-- Fragmento proporcionado --
*-*-*
El ruido que nos rodea no va a menos. Mientras escribo estas líneas, según el reciente informe Mobile Word Congress de Barcelona, hay más de 7.800 millones de tarjetas SIM para 7.600 millones de personas. Nos levantamos con ruido, el catálogo de sonidos, silbidos, alarmas es continuo. Estamos permanentemente ocupados, siempre buscando algo que hacer, siempre conectados.
El exceso y la velocidad son un excitante cóctel que hiperestimula los sentidos. Jóvenes y no tan jóvenes experimentan un hiperpresente en el que la gratificación inmediata no perdona la espera. Las cosas tienen que ser para ya. Las redes sociales alimentan ese “no-lugar”, en el que las relaciones son efímeras, las emociones intensas y las identidades múltiples. Que el teléfono móvil se quede sin batería o no haya wifi provoca ansiedad y estrés. Nunca la tecnología fue tan obsolescente, sus manecillas, auténticas prótesis, que dijera McLuhan, marcan nuestras horas y minutos.
El miedo al silencio ahuyenta la atención, un bien muy escaso y muy difícil de cultivar en esta era ruidosa. Impera la memoria flotante, parcial, discontinua, que precisa grandes dosis de estimulación para atender y retener. ¿Por qué sorprende tanto el fracaso escolar?, ¿es posible el aprendizaje y el rendimiento académico en un entorno permanente ruidoso, con una atención débil, y una motivación casi nula?  Cada vez son necesarias más cargas de dopamina para activar el cerebro.
*-*-*
Extrae sin cambiar nada el pasaje del fragmento sobre el ruido comprendido entre «El exceso y» y «horas y minutos.», ambos incluidos.

-- Material recopilado --
*-*-*
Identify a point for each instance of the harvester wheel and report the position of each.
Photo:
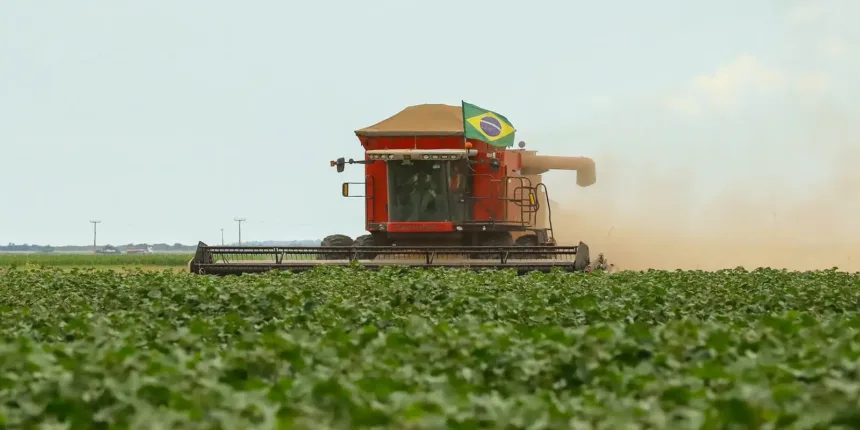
*-*-*
-- Respuesta --
El exceso y la velocidad son un excitante cóctel que hiperestimula los sentidos. Jóvenes y no tan jóvenes experimentan un hiperpresente en el que la gratificación inmediata no perdona la espera. Las cosas tienen que ser para ya. Las redes sociales alimentan ese “no-lugar”, en el que las relaciones son efímeras, las emociones intensas y las identidades múltiples. Que el teléfono móvil se quede sin batería o no haya wifi provoca ansiedad y estrés. Nunca la tecnología fue tan obsolescente, sus manecillas, auténticas prótesis, que dijera McLuhan, marcan nuestras horas y minutos.